* _What needs to be done_
The entries below should be quoted exactly, with no pictures carried over.

* _Data excerpts_
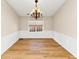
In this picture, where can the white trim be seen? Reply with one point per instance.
(69, 43)
(43, 34)
(8, 41)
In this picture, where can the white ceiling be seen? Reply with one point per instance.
(48, 7)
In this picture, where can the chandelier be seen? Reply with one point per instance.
(36, 13)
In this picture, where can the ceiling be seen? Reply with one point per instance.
(48, 7)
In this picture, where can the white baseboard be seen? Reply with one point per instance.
(44, 34)
(8, 41)
(65, 41)
(69, 43)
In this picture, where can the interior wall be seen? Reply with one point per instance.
(24, 22)
(65, 19)
(9, 26)
(9, 19)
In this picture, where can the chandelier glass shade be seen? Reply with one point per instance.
(36, 13)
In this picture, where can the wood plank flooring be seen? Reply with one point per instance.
(37, 49)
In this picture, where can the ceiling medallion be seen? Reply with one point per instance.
(36, 13)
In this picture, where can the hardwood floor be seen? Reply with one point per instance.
(37, 49)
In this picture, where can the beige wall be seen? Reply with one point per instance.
(24, 21)
(65, 19)
(9, 19)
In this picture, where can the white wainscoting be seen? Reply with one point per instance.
(8, 41)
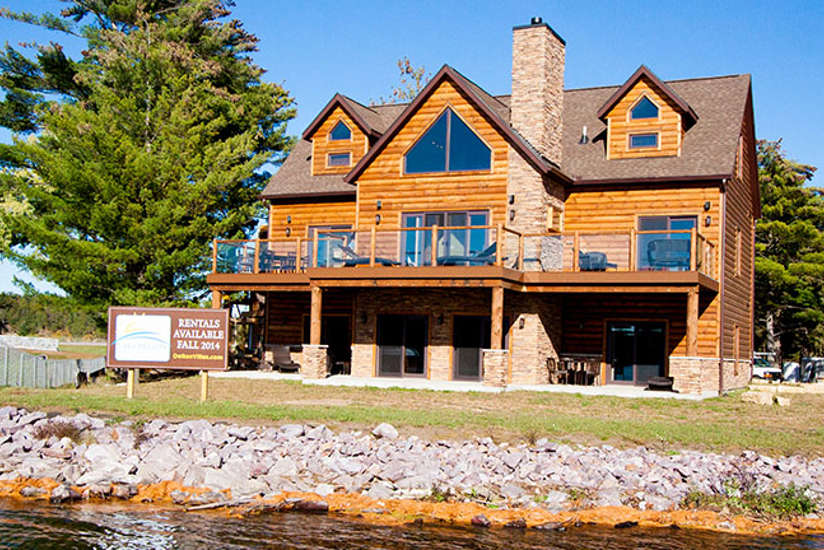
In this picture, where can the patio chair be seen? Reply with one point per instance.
(484, 257)
(669, 254)
(354, 259)
(594, 261)
(282, 359)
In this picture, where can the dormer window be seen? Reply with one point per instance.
(340, 132)
(449, 145)
(339, 159)
(643, 141)
(644, 109)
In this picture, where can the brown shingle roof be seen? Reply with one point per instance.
(294, 178)
(708, 150)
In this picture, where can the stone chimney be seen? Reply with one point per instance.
(538, 86)
(536, 202)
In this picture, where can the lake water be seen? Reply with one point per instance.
(27, 525)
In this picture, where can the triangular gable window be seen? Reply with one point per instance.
(449, 145)
(644, 109)
(340, 132)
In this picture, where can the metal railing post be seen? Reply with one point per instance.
(693, 247)
(499, 249)
(372, 236)
(256, 261)
(434, 245)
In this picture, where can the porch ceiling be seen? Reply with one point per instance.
(468, 277)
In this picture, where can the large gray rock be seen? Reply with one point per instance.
(386, 431)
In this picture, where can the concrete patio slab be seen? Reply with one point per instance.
(631, 392)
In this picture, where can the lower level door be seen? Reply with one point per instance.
(471, 335)
(636, 351)
(402, 341)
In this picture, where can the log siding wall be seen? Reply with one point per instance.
(308, 214)
(738, 290)
(609, 209)
(384, 179)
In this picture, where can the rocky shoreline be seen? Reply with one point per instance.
(229, 463)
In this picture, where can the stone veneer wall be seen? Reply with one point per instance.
(418, 301)
(700, 374)
(315, 361)
(538, 340)
(529, 346)
(495, 367)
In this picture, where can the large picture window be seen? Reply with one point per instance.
(449, 145)
(665, 242)
(466, 246)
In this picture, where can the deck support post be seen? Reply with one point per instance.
(497, 333)
(315, 308)
(131, 375)
(204, 385)
(692, 322)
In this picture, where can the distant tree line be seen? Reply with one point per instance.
(49, 315)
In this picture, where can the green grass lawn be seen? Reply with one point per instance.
(724, 424)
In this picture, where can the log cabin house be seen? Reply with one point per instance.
(600, 235)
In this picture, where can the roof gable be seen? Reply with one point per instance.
(669, 93)
(365, 118)
(493, 110)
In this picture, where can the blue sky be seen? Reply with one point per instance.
(319, 48)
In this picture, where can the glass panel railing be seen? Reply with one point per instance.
(235, 257)
(279, 256)
(664, 250)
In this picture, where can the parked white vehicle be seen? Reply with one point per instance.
(762, 368)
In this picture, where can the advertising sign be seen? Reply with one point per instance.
(168, 338)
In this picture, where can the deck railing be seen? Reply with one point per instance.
(469, 246)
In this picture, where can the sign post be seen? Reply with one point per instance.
(168, 338)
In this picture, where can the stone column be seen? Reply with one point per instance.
(316, 307)
(495, 367)
(315, 361)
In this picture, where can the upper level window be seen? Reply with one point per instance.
(640, 141)
(644, 109)
(340, 132)
(449, 145)
(339, 159)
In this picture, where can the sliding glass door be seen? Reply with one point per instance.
(402, 341)
(636, 351)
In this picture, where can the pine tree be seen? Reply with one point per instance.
(139, 153)
(789, 262)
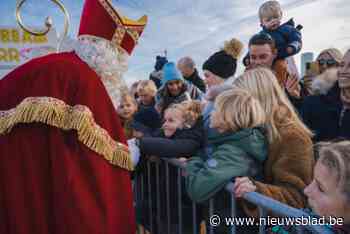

* _Result of the exercise_
In this picture, where can the white trim be seen? Reply with one point per instance.
(69, 43)
(43, 34)
(8, 41)
In this picture, where can the white ceiling be seen? Reply with one point per instance.
(48, 7)
In this picture, where can the chandelier be seen? Reply with one point per instance.
(36, 13)
In this picture, where can the ceiling be seen? Reply with one point per instance.
(48, 7)
In this picture, where can the white baseboard be seen? Reply with one point per instance.
(44, 34)
(8, 41)
(65, 41)
(69, 43)
In this picture, where can the interior wall be seen? Reply with one point per instance.
(24, 22)
(65, 19)
(9, 26)
(9, 19)
In this picture, where can the chandelier glass shade be seen? Reply with one point per instance.
(36, 13)
In this picture, where can the wood plank flooring be seen? Reply with one point per instance.
(37, 49)
In this picture, where can the ceiling medallion be seen? Reply with one point per instance.
(36, 13)
In this picture, where can the hardwood floor be seen? Reply with one point per instance.
(37, 49)
In this picture, where can the beige wall be seen? Reply with one point per instance.
(24, 21)
(65, 19)
(9, 19)
In this picture, where can the white wainscoting be seen? Reply with one point per instance.
(8, 41)
In this picture, where can the patio chair be seen? Reply with one point per instance.
(484, 257)
(669, 254)
(354, 259)
(594, 261)
(282, 359)
In this picture, where can the dormer window be seen? Reply with one point per instance.
(340, 132)
(449, 145)
(339, 159)
(643, 141)
(644, 109)
In this picture, where can the brown shingle roof be seen? Reply with one point per instance.
(294, 178)
(708, 150)
In this picture, where can the stone chimney be seen? Reply with one point per instance.
(538, 86)
(536, 202)
In this picture, where can the lake water be seen? Reply with one point per instance.
(27, 525)
In this picture, where can the triangular gable window be seen? Reply with one point per instance.
(449, 145)
(644, 109)
(340, 132)
In this picture, where can the metal railing post be seen? Reply with one point per instance.
(693, 247)
(499, 249)
(372, 236)
(256, 261)
(434, 245)
In this picture, where can the porch ceiling be seen? Reply with one point per instance.
(468, 277)
In this picture, where can the large gray rock be seen? Reply with one point per instance.
(386, 431)
In this picture, where can the concrete patio slab be seen? Reply with one point per instance.
(631, 392)
In this picture, where can the lower level door be seen? Reply with one point per instance.
(471, 335)
(636, 351)
(402, 341)
In this picture, where can the log siding wall be seen? Reply with one point per instance.
(308, 214)
(738, 290)
(609, 209)
(384, 179)
In this picture, where can the rocky shoreline be seen? Reply with one point per instance.
(229, 463)
In this picture, where can the stone veneer wall be seen? Reply with one point per instance.
(418, 301)
(700, 374)
(315, 361)
(538, 340)
(529, 346)
(495, 367)
In this picture, where can the large picture window be seen? Reply with one point per instance.
(449, 145)
(665, 242)
(466, 246)
In this picture, where can the deck support post be seen? Reply with one point per instance.
(497, 333)
(315, 308)
(131, 375)
(204, 385)
(692, 322)
In this picture, where can the distant tree line be seen? Reply with one point per instance.
(49, 315)
In this picture, where can the green grass lawn be seen? Reply with one point per instance.
(724, 424)
In this picture, where can the log cabin house be seen? Reply with one point per instance.
(600, 235)
In this picture, where can the roof gable be seen? Reply with one point per instance.
(669, 93)
(365, 118)
(493, 110)
In this picture, where can the blue sky be seen? Reply with one point per instance.
(319, 48)
In this picture, where can the glass panel railing be seen? Reply with one point per instance.
(235, 257)
(279, 256)
(664, 250)
In this picture, where can the parked white vehicle be seen? Reply with one point per instance.
(762, 368)
In this picture, where can the advertising sign be seen? Reply with one point per instance.
(168, 338)
In this picture, where can the deck railing be seen? Reply with one point per instance.
(469, 246)
In this picture, where can the sign post be seen? Reply with one point per instance.
(168, 338)
In this picture, where can the stone column be seen? Reply with one point per instance.
(316, 307)
(495, 367)
(315, 361)
In this picture, where can the upper level window be seen? Reply with one point per instance.
(640, 141)
(644, 109)
(340, 132)
(449, 145)
(339, 159)
In this picture, where can the sliding glass door be seen? Reply with one point per instance.
(402, 341)
(636, 351)
In this picture, where can the pine tree be seen? Reply with one point per instance.
(139, 153)
(789, 262)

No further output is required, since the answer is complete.